* _Exercise instructions_:
- A) In the passage on integrals, what field does the writer's background come from?
- B) Reproduce the passage on integrals from "What are the common" through "1. $\int$ is linear.", substituting "linear space" for "vector space".
- C) Please proceed with the passage on integrals from the point at which it stops.

## BEGIN Text section

Now my background is in physics, where we have another kind of integration called path integral (or functional integration), which remains generally ill-defined despite many decades of fruitful use in theoretical physics. Naturally, one of my first thoughts upon discovering the exotic integrals in the aforementioned Wikipedia pages (like Henstock–Kurzweil) was whether they could help give rigorous definition to physicists' path integrals, but unfortunately it doesn't look like that's the case.

Thinking about all these different sorts of integrals got me to wondering:

What are the common features of all these different sorts of integrals that make them "integrals"?

In other words, what are the minimal requirements for some mathematical definition to be an integral? If I had to guess, I would say the following is a plausible, though imprecise, start:

Given a vector space of functions $V$, a definite integral $\int$ on this space is a function from a subspace $I\subseteq V$ of "integrable functions" to a number field $F$, such that:

  1. $\int$ is linear.

## END Text section
## BEGIN Records provided

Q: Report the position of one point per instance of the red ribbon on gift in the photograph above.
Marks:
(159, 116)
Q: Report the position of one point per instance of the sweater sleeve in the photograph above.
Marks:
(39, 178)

## END Records provided
## BEGIN Records provided

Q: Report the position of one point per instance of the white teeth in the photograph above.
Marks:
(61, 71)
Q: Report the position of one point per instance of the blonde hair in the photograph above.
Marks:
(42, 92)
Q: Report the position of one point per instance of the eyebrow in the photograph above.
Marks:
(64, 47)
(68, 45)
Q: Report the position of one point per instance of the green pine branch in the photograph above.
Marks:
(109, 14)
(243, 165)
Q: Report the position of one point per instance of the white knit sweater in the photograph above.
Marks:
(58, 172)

## END Records provided

* _Answers per task_:
- A) Physics.

- B)
What are the common features of all these different sorts of integrals that make them "integrals"?

In other words, what are the minimal requirements for some mathematical definition to be an integral? If I had to guess, I would say the following is a plausible, though imprecise, start:

Given a linear space of functions $V$, a definite integral $\int$ on this space is a function from a subspace $I\subseteq V$ of "integrable functions" to a number field $F$, such that:

  1. $\int$ is linear.

- C)
  2. $\int$ agrees with our intuition for certain simple functions. In finite dimensions, this could be e.g. that $\int$ applied to the indicator function of a cube is the volume of the cube. In infinite dimensions, you might prefer to work with Gaussians instead of indicator functions of cubes.

I would be tempted to add some condition about continuity, but I'm not sure that would be appropriate in infinite dimensions (i.e. $\int$ might be unbounded?). I wonder if anyone has tried to define integrals in the abstract along these lines, or if these conditions are roughly the minimal "common features" of all integrals?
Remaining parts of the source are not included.